[About this task]:
Using the records below, copy every line that holds the string "field".
** Record set follows **
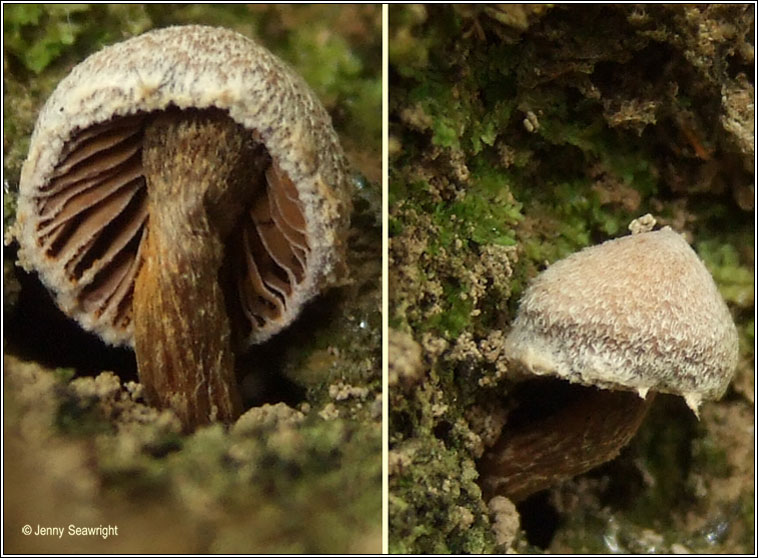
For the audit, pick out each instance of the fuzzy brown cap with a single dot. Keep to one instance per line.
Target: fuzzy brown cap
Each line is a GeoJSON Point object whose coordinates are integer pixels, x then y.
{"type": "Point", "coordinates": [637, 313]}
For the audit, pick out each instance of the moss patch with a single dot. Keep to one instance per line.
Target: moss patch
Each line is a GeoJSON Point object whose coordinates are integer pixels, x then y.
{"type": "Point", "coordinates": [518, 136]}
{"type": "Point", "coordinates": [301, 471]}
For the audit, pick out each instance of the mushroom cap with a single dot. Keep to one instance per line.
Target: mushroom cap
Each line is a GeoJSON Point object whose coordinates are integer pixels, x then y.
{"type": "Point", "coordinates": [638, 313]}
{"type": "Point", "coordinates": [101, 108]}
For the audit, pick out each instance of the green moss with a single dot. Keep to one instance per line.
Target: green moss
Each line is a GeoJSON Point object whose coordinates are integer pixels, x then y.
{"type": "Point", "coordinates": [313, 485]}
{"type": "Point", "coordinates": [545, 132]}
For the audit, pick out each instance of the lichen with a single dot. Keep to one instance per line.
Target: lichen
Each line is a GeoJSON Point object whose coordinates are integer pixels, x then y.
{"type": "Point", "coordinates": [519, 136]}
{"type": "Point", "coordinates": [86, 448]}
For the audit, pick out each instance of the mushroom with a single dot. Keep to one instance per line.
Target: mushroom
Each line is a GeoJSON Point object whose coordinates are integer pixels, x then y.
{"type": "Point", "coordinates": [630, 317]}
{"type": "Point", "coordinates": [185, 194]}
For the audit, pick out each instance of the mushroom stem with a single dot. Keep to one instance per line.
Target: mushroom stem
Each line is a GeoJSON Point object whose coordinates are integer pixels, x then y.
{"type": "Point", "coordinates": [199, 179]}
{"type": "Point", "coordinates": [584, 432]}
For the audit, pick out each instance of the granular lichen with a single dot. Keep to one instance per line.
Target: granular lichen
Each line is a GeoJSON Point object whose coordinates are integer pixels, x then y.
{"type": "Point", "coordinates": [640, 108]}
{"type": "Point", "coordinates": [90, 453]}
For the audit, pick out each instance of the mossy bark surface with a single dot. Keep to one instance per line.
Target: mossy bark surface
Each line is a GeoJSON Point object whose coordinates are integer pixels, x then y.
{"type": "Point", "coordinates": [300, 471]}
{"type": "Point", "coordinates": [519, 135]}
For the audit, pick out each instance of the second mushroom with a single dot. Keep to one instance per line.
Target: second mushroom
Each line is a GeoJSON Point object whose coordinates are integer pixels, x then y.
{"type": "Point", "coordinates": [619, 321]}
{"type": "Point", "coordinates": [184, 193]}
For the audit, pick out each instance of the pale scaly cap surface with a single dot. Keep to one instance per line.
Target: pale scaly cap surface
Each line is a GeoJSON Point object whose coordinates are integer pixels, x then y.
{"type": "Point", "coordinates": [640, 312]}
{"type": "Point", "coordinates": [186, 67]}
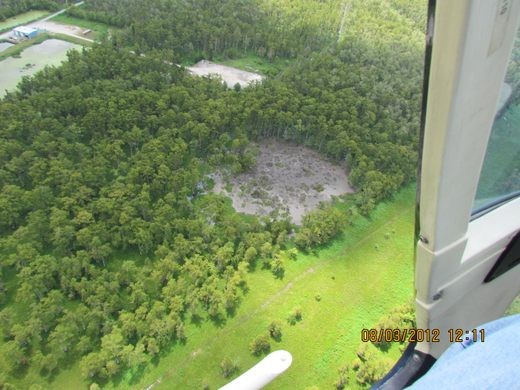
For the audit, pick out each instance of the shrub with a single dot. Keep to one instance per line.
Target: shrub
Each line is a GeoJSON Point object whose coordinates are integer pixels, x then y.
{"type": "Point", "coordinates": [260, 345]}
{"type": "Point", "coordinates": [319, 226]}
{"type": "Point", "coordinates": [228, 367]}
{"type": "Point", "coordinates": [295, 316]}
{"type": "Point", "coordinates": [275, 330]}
** End of Record set **
** Record set follows **
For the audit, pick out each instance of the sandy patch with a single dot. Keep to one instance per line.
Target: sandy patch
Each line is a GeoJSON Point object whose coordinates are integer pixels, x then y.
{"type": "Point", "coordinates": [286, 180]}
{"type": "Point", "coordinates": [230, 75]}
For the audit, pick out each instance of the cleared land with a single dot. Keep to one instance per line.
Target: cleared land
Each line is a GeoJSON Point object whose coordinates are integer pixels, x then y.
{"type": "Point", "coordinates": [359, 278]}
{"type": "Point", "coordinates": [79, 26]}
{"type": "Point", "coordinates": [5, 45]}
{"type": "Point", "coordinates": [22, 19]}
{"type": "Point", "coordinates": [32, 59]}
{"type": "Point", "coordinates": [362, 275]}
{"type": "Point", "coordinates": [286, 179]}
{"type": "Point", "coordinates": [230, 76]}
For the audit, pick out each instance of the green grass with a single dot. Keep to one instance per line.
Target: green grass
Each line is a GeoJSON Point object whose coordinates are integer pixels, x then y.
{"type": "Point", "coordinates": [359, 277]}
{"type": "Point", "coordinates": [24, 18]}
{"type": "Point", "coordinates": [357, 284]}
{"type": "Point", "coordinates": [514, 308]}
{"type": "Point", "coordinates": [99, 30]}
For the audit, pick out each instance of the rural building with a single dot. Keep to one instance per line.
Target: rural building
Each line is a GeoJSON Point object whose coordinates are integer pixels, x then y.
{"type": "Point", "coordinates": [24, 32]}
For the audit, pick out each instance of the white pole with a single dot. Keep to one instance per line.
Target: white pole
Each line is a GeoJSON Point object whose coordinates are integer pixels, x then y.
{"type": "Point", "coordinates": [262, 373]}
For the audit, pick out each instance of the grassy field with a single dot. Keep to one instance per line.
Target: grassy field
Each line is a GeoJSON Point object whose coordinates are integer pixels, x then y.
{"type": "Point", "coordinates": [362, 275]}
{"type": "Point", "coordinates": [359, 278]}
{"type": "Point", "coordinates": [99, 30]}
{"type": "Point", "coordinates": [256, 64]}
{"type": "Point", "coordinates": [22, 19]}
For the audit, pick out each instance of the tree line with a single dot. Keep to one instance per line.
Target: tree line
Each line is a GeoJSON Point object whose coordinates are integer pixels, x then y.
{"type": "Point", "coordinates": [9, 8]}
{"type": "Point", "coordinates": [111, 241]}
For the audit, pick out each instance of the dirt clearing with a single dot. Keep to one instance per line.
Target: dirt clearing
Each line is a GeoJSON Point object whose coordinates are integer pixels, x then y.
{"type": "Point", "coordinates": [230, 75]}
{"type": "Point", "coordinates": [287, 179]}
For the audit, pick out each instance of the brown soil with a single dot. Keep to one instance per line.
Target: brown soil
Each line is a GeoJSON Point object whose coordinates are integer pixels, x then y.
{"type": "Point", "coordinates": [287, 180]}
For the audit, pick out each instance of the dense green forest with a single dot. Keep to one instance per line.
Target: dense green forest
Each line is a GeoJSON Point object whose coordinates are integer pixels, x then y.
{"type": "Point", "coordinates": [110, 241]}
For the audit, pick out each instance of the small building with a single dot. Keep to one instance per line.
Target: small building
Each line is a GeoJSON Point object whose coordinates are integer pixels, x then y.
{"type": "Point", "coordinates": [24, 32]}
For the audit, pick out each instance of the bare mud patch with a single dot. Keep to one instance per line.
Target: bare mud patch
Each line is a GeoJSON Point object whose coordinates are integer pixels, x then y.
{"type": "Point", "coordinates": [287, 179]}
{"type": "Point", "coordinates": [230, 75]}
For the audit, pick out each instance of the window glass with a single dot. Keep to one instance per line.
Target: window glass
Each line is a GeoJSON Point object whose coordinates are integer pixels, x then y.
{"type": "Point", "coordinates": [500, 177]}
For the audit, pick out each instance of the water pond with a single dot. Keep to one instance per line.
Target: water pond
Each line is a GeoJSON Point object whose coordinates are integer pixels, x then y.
** End of Record set **
[Exercise result]:
For the audit, pick out each instance of the grassy field with a single dot. Keep to one instance per line.
Target: grassy field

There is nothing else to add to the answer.